● **PROVIDED TEXT**
- - - - -
Decided: April 14, 1954

Randolph J. Soker, Los Angeles, for appellant. Leonard J. R. Davis, San Francisco, for respondent.

Plaintiff appeals ‘from the judgments and final orders * * * entered in the said superior court on the 14th day of November, 1952, in favor of the defendants in said action, and against said plaintiff * * *.’ The orders and judgments referred to appear to be an order changing the place of trial and transferring the cause, on defendant's motion, from the Superior Court of Los Angeles County to the Superior Court of Santa Clara County, the latter county being the principal place of business of the defendant corporation; and a written order signed by the judge of the superior court (subsequent to the entry of a minute order) sustaining a demurrer to the first cause of action of plaintiff's first amended complaint and granting leave to amend. By the minute order referred to the court also denied plaintiff's motion to file a second amended and supplemental complaint.
- - - - -
● **PROBLEMS AND TASKS**
A - In the court opinion, the place of trial was moved to the superior court of which county?
B - Continue the court opinion from its last sentence.
The items that follow the court opinion were taken from a separate source.

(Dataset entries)
- - - - -
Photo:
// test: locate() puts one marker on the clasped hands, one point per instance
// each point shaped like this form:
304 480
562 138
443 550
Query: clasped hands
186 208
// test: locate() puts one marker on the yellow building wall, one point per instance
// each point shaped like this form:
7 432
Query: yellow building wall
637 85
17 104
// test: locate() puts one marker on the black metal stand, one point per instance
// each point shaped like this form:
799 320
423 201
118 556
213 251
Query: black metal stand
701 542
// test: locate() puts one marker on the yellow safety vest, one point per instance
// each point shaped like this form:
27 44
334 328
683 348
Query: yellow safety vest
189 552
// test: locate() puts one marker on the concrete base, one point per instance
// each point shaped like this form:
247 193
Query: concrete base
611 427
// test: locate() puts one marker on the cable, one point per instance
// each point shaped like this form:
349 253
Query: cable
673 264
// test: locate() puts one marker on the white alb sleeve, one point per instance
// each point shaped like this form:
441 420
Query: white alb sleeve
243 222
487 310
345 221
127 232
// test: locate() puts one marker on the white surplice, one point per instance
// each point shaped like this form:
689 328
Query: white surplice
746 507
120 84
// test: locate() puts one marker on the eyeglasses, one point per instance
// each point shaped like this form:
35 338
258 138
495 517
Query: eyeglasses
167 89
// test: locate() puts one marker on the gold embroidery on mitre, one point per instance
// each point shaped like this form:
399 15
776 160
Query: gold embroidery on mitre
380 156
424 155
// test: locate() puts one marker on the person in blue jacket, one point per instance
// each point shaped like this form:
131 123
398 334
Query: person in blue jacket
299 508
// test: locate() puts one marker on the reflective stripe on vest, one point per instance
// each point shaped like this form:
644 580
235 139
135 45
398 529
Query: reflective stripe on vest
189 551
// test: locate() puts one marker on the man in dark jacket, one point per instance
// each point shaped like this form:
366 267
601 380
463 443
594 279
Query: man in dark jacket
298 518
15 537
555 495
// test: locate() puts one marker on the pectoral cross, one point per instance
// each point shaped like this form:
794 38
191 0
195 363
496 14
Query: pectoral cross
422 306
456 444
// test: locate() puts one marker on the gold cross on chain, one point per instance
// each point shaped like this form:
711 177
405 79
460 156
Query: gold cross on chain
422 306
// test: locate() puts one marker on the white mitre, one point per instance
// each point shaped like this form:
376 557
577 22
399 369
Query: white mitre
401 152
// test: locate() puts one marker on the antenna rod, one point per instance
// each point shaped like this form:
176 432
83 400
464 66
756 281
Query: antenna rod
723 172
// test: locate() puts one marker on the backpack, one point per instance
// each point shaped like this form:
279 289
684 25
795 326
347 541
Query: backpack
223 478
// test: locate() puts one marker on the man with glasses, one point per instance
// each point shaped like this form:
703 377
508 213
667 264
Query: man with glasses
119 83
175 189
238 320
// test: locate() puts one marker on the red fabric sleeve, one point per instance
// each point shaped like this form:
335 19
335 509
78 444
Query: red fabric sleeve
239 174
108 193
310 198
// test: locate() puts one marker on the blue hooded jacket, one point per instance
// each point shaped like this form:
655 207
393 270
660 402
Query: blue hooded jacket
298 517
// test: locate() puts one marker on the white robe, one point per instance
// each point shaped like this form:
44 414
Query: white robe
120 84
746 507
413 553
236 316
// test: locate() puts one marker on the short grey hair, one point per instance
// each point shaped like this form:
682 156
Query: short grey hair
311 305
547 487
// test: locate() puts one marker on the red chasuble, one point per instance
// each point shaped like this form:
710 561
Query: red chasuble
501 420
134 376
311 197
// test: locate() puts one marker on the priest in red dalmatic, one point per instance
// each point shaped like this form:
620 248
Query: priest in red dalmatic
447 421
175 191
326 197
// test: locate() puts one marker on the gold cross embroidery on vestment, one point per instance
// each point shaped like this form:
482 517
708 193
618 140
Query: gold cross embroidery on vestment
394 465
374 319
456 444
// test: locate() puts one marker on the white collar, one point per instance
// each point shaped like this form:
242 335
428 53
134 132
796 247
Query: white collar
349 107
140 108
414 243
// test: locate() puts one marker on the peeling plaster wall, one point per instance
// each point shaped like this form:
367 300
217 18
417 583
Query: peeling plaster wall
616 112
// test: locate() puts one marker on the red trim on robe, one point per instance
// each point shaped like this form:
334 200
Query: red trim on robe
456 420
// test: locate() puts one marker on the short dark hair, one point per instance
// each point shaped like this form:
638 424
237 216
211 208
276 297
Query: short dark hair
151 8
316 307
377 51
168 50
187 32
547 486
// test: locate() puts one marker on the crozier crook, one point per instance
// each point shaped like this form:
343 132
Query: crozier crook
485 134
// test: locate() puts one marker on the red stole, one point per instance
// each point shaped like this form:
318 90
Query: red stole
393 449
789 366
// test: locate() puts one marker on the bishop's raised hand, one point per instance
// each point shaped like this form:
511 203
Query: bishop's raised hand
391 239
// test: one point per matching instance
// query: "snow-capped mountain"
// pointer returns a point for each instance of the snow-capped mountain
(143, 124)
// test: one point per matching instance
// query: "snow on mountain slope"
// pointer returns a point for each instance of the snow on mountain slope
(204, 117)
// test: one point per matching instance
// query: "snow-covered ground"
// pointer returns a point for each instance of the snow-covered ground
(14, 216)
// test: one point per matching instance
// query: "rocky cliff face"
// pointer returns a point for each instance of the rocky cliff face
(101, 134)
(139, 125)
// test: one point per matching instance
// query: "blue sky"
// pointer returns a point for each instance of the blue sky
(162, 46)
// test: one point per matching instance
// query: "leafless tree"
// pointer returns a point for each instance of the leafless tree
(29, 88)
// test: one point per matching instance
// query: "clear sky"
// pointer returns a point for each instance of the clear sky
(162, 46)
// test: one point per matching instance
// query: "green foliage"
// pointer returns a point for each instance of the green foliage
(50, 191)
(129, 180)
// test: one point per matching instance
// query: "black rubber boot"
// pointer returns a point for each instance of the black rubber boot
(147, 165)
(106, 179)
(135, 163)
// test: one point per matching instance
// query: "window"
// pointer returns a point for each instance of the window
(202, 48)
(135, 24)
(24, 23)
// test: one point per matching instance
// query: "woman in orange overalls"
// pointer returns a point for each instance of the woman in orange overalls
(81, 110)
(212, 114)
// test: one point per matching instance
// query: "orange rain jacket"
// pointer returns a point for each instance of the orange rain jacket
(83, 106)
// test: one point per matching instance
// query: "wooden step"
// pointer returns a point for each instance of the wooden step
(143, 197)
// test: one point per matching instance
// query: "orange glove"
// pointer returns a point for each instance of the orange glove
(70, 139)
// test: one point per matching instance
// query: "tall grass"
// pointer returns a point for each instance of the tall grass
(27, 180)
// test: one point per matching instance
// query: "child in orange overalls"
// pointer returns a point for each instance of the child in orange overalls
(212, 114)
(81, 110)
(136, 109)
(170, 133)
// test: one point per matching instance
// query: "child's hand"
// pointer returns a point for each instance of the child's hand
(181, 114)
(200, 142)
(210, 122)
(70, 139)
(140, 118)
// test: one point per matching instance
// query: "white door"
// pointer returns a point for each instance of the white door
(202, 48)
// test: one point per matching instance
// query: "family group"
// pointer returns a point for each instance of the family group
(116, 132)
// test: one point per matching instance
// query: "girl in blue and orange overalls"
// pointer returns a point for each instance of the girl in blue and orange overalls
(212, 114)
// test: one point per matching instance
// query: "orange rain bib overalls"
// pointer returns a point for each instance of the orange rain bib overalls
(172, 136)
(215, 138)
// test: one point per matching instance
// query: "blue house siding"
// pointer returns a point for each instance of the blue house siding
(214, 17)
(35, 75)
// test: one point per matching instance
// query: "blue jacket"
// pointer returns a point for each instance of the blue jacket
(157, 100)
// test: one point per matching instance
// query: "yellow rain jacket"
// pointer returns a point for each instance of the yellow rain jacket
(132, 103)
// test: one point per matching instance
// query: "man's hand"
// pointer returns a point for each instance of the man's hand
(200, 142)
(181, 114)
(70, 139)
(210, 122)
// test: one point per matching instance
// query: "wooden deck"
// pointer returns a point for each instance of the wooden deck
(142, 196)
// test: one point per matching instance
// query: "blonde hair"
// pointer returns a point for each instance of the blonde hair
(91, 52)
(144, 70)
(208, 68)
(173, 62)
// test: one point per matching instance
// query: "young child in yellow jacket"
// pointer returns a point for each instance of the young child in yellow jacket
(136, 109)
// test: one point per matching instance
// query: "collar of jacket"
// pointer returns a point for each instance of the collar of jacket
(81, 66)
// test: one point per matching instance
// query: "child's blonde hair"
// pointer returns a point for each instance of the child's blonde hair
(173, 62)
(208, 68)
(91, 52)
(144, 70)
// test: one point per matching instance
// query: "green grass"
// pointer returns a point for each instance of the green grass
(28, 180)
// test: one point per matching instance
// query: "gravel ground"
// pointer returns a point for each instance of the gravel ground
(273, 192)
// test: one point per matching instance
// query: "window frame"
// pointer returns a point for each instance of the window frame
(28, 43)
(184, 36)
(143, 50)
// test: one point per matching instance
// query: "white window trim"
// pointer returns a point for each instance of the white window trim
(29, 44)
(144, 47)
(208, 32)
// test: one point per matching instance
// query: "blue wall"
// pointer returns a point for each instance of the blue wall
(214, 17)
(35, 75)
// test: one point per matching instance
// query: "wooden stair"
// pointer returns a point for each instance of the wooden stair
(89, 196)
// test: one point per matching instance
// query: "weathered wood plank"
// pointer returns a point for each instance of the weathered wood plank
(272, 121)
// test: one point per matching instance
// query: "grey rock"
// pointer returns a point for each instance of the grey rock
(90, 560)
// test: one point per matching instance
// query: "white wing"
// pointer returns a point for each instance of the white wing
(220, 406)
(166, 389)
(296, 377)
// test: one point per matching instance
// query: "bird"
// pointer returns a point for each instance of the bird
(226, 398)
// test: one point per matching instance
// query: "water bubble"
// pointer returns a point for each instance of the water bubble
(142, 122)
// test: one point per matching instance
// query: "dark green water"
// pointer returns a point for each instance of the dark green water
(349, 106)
- - - - -
● **TASK ANSWERS**
A - Santa Clara County.

B -
Plaintiff's first amended complaint contained two causes of action. In the first cause of action designated as one for declaratory relief it was alleged that plaintiff and defendant entered into an oral contract ‘whereby plaintiff agreed to purchase from defendant, and defendant agreed to manufacture, sell and deliver to plaintiff at Santa Monica, California, 500 aluminum castings to be made from a permanent mold owned by the plaintiff,’ the castings to be shipped to plaintiff corporation at Santa Monica; that thereafter the parties agreed to reduce the number of castings to be delivered; that on November 7, 1951, at Santa Monica, ‘plaintiff and defendant entered into an accord and satisfaction whereby it was mutually agreed that plaintiff was to accept and pay for in full, 473 castings' at a specified amount ‘for which total amount plaintiff then and there made and delivered to defendant a check and demanded immediate return of plaintiff's permanent mold.’ That the check was accepted and cashed by defendant.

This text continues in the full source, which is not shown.